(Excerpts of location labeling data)
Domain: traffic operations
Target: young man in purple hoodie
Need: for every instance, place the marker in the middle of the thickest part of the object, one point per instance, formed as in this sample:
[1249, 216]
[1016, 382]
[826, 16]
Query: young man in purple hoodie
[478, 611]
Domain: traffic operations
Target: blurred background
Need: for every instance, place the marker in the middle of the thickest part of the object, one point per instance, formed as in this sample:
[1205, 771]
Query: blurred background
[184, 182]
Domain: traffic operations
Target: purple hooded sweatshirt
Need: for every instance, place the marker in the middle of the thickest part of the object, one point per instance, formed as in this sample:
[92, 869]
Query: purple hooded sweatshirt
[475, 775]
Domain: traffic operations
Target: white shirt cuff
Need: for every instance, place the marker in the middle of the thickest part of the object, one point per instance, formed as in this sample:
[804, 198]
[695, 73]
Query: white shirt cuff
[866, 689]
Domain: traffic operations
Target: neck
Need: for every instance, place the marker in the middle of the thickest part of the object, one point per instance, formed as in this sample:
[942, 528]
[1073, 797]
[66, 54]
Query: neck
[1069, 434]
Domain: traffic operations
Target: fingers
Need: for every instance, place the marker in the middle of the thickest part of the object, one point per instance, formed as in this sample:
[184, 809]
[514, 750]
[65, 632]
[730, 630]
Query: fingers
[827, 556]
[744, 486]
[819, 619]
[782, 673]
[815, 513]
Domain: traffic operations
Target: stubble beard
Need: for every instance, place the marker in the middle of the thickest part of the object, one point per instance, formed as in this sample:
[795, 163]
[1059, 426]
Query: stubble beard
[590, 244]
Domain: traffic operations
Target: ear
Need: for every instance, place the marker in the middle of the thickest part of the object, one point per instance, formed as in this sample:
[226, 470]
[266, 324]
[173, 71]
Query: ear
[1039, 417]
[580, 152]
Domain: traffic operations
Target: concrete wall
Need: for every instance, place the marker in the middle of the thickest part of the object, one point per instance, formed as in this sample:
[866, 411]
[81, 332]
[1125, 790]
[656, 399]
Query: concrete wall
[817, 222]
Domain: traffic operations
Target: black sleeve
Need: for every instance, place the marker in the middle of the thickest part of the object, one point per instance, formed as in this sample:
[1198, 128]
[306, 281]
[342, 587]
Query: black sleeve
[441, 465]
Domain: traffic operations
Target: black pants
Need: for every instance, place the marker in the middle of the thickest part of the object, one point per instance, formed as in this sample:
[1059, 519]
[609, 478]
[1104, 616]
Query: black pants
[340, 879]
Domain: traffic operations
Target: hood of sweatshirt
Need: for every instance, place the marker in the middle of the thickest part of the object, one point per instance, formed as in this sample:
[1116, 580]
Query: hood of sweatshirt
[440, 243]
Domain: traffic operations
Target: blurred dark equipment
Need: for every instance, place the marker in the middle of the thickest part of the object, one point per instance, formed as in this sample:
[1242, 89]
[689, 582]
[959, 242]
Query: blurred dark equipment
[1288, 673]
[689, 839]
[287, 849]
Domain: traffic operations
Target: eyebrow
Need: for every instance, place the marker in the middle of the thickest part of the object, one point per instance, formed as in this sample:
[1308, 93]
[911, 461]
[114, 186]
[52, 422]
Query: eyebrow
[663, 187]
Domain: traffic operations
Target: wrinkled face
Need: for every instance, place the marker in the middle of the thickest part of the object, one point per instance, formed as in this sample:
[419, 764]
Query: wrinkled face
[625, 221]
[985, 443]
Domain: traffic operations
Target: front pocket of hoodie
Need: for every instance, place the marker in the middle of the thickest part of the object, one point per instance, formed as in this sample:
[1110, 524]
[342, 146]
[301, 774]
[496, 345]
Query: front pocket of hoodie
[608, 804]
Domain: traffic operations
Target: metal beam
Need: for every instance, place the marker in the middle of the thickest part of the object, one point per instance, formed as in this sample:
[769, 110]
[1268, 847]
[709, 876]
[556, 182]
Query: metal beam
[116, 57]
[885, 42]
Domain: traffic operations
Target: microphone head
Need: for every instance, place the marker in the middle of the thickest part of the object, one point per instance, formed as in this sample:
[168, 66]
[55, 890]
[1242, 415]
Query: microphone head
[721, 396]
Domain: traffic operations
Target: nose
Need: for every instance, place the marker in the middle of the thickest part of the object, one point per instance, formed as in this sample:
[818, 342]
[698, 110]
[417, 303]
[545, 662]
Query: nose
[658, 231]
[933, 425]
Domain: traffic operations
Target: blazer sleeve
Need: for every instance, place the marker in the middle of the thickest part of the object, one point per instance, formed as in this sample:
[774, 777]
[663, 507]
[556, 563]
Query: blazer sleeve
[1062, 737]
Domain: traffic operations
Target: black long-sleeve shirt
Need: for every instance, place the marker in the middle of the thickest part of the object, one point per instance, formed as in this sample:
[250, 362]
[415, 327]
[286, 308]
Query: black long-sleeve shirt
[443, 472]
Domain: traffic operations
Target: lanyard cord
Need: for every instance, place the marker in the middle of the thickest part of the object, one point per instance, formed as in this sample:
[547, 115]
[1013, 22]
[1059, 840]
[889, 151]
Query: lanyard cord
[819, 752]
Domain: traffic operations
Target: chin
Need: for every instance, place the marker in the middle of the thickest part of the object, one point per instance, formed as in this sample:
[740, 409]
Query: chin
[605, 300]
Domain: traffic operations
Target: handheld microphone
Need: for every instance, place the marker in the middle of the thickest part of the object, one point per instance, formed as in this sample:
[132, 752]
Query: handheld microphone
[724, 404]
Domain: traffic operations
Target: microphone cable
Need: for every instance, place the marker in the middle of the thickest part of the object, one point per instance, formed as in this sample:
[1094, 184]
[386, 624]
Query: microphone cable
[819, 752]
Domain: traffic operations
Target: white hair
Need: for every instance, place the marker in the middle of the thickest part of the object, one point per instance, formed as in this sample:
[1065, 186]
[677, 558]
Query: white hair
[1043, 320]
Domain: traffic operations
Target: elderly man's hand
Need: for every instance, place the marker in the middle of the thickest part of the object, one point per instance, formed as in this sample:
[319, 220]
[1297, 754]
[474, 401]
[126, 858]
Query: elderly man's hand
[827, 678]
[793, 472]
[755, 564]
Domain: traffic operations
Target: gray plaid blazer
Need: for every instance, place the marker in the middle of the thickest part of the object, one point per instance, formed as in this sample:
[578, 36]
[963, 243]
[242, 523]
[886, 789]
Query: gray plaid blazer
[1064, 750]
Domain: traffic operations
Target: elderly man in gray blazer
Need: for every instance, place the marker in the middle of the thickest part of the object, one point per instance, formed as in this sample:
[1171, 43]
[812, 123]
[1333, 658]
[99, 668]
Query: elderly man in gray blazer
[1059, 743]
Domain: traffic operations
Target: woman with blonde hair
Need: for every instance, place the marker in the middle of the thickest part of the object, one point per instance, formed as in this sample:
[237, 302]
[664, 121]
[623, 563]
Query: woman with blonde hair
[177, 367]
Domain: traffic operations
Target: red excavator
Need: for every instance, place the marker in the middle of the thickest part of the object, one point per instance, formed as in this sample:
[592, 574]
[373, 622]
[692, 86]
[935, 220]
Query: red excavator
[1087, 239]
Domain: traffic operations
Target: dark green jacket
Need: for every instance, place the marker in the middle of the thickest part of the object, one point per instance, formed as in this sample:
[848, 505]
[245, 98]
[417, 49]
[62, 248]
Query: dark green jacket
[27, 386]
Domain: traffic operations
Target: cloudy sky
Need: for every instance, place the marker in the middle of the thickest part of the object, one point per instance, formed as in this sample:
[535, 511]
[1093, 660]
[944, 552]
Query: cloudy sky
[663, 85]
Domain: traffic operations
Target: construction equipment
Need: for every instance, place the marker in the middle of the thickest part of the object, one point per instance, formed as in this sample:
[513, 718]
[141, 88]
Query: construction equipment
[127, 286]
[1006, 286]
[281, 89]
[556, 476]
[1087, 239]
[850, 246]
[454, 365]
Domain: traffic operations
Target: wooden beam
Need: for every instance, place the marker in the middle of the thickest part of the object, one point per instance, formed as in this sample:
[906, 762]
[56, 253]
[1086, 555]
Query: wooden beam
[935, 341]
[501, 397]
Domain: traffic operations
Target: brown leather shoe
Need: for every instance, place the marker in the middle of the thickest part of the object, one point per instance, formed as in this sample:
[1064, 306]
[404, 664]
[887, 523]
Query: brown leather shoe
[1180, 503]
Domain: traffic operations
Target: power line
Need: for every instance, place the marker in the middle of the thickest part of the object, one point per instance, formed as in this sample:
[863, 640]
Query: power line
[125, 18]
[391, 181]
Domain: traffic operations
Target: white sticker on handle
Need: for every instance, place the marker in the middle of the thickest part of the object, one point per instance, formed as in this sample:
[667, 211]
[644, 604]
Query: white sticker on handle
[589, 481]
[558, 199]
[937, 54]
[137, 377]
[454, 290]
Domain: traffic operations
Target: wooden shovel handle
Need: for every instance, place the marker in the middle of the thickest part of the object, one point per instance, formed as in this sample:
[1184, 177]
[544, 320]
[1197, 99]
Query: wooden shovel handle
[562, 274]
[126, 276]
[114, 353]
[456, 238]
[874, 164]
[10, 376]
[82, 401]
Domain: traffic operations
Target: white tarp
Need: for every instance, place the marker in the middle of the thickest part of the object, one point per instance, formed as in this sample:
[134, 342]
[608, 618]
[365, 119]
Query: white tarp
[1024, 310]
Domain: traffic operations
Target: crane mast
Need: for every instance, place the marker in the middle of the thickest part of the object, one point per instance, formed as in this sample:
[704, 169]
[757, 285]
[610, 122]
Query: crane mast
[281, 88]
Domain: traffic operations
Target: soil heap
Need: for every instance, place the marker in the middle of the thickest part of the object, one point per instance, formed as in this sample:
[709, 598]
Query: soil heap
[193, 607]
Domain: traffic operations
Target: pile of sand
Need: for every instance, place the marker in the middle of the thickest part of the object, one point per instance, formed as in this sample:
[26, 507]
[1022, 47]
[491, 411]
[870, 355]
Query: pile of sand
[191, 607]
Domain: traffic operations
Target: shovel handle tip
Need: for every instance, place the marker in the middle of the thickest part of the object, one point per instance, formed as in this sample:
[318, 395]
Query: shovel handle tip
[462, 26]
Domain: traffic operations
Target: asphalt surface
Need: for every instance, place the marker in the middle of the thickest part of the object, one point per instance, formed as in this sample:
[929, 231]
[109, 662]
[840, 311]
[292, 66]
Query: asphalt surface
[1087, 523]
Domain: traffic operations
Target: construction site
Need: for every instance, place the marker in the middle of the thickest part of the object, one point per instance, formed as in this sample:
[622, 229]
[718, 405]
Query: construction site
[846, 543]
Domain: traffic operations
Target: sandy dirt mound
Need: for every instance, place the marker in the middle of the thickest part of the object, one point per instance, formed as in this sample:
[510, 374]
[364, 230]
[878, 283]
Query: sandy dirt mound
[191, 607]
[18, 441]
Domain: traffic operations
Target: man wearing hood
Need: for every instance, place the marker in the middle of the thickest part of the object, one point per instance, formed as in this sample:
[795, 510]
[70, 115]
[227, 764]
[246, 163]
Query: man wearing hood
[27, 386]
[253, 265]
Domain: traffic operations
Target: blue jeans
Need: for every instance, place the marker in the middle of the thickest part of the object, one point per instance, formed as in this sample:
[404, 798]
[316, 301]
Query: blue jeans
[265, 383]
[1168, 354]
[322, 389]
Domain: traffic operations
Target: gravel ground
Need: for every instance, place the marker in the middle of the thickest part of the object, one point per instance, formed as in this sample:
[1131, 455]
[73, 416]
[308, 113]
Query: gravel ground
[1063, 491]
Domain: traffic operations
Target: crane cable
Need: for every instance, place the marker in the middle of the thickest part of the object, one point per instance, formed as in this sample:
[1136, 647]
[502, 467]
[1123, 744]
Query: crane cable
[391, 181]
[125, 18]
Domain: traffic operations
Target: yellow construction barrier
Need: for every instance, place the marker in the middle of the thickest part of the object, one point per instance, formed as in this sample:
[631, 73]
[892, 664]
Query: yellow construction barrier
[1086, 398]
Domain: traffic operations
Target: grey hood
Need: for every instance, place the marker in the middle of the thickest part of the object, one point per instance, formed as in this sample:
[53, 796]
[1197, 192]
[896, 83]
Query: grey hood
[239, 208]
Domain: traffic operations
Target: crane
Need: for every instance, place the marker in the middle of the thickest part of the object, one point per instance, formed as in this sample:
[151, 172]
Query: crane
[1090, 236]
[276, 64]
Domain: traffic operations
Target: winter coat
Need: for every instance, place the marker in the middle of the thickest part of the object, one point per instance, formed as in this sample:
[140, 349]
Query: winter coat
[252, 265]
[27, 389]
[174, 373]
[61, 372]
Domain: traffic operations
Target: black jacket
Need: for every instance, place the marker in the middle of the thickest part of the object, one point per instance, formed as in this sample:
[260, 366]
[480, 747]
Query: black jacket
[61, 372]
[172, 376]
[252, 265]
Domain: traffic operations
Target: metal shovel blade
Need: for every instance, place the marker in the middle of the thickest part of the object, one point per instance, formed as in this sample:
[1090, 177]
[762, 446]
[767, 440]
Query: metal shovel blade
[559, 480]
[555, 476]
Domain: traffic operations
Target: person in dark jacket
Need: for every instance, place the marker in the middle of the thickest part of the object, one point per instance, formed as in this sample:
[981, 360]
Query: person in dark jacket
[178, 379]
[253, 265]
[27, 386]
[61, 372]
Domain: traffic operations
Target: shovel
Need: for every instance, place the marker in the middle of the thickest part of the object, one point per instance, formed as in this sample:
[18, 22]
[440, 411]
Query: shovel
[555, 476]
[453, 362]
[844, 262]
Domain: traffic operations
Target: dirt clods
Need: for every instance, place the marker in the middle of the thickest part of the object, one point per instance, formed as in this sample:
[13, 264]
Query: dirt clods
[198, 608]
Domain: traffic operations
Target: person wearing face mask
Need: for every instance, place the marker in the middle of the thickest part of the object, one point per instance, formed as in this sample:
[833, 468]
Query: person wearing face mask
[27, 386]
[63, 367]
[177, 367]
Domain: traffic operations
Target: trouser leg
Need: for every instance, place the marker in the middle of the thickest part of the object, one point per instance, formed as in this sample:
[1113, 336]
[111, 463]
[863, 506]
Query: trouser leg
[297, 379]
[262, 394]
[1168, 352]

(Exercise) How many lines in the rows above contain the string "trouser", with case counting? Give only the number.

(Output) 2